#### [Brano]
###
Due giusti che hanno a che fare con il corpo di Gesù.
Di uno si dice che la sua giustizia sembra che fosse non semplicemente un’irreprensibilità di fronte alla Legge, ma un’attesa vigile della ‘consolazione d’Israele’. È giusto, e dunque riconosce in quel neonato il mistero di Dio che si rende presente nella storia. Il giusto è uno che ha a che fare con il corpo di Gesù, e ancora ciò che si rivela è quella particolare relazione che si inaugura con l’incarnazione.
L’altro, Giuseppe d’Arimatea, membro del sinedrio, è definito giusto perché uomo capace di distanziarsi dalla decisione presa dal sinedrio e anche qui siamo davanti a un uomo che ‘aspettava il regno di Dio’. Per ciò quest’uomo giusto ha il coraggio di presentarsi a Pilato, di chiedere il corpo di Gesù, di calarlo dalla croce e di seppellirlo. Anche in questo caso è interessante la triade giustizia, attesa, corpo.
Nei vangeli – oltre al Padre e a Gesù – non si parla di altri uomini giusti. Nel caso del Padre e di Gesù la definizione è diretta, cioè non sono gli evangelisti che li definiscono così, ma il Padre è detto giusto da Gesù (l’unico che lo conosce e lo può definire così), nel discorso di addio del vangelo di Giovanni, quando ormai l’ora è giunta.
Invece Gesù è definito giusto da due pagani: la moglie di Pilato e il centurione. Perché solo due pagani lo riconoscono tale? Cosa significa?
“Mentre egli [Pilato, ndr] sedeva in tribunale, sua moglie gli mandò a dire: «Non avere a che fare con quel giusto; perché oggi fui molto turbata in sogno, per causa sua»” (Mt 27,19). Ecco il centurione: “Visto ciò che era accaduto, il centurione glorificava Dio: «Veramente quest’uomo era giusto»” (Lc 23,47). In qualche modo anche il buon ladrone riconosce Gesù giusto: “Noi giustamente, perché riceviamo il giusto per le nostre azioni, egli invece non ha fatto nulla di male» (Lc 23,41).
La giustizia è tutto questo messo insieme, è la sintesi mirabile che può nascere nel cuore di un uomo quando egli è in relazione con Dio. Essa non può essere solo lo sterile adempimento di una legge e neppure un fatto di coerenza personale. La giustizia richiama fortemente la nostra possibilità di stare di fronte all’altro nella verità di noi e di lui. Tra l’essere per sé stessi e l’essere per gli altri esiste un legame molto profondo. Può diventare dono disinteressato per gli altri solo chi possiede sé stesso (cfr meditazione: Il dono disinteressato di GP2). E’, se possiamo dire così, la passione per la verità del nostro fratello, non delegabile alla semplice applicazione di una norma. La giustizia è una virtù in divenire, non è espressione di quella staticità che ci dà tanta sicurezza. Ecco perché Gesù può dire: “se la vostra giustizia non supererà quella degli scribi e dei farisei, non entrerete nel regno dei cieli” (Mt 5,20). I farisei, i dottori della legge, avevano il loro criterio di giudizio, dato dall’applicazione della normativa. Gesù viene a dirci che l’appartenenza al regno di Dio chiede il superamento di questa giustizia, chiede di andare a guardare il volto di chi ci sta di fronte per restituirgli la sua bellezza persino laddove può esserci stato uno sbaglio: proprio perché Dio è giusto, è anche misericordioso. Proviamo a pensare all’episodio dell’adultera, o a tutte le controversie sul sabato e la guarigione dei malati.
###
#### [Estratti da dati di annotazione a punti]
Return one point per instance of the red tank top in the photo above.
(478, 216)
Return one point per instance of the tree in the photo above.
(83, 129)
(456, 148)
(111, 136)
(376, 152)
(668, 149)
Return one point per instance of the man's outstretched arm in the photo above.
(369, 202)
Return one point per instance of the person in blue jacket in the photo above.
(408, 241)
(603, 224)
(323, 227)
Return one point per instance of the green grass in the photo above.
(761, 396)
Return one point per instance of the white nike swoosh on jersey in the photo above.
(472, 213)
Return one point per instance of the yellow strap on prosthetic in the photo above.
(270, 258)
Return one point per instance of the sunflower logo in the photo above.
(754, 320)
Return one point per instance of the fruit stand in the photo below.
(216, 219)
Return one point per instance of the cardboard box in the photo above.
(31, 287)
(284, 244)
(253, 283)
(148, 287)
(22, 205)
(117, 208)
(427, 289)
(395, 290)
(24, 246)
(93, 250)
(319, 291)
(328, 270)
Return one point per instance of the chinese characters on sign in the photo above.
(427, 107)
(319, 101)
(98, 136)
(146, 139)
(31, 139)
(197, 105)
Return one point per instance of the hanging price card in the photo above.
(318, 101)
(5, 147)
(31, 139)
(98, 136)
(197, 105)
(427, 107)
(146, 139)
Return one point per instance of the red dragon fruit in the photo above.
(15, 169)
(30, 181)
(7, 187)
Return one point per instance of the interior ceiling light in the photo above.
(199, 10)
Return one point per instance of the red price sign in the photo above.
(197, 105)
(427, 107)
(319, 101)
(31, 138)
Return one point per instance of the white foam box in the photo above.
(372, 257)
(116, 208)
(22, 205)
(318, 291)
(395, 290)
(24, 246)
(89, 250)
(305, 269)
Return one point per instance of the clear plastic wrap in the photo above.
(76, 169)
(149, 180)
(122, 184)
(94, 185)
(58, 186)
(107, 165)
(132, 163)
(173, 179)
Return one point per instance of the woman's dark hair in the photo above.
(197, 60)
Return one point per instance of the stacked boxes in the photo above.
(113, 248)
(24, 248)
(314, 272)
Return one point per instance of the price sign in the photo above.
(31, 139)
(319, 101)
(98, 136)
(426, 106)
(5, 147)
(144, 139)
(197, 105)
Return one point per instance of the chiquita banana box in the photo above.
###
#### [Obiettivo]
Trascrivi fedelmente la parte del brano sui giusti nei vangeli che parte da «Nei vangeli –» e arriva fino a «tale? Cosa significa?».

#### [Soluzione]
Nei vangeli – oltre al Padre e a Gesù – non si parla di altri uomini giusti. Nel caso del Padre e di Gesù la definizione è diretta, cioè non sono gli evangelisti che li definiscono così, ma il Padre è detto giusto da Gesù (l’unico che lo conosce e lo può definire così), nel discorso di addio del vangelo di Giovanni, quando ormai l’ora è giunta.
Invece Gesù è definito giusto da due pagani: la moglie di Pilato e il centurione. Perché solo due pagani lo riconoscono tale? Cosa significa?